** Data shown follows **

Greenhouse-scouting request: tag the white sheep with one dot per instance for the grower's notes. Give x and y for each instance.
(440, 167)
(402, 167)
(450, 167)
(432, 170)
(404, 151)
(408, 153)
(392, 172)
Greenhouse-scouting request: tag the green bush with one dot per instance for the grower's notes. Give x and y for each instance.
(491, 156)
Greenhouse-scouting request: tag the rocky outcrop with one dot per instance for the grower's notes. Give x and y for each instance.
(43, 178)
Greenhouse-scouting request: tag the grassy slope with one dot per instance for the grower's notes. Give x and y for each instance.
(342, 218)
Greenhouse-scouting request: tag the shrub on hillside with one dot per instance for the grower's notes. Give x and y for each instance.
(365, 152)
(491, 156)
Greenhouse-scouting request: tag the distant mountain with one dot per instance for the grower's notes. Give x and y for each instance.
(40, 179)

** End of Data shown **

Only the lines from the one containing "Greenhouse-scouting request: tag the distant" through the last line of the records should appear, each written out exactly.

Greenhouse-scouting request: tag the distant mountain with one dot per instance for the grower's notes. Give x and y for each instance.
(40, 179)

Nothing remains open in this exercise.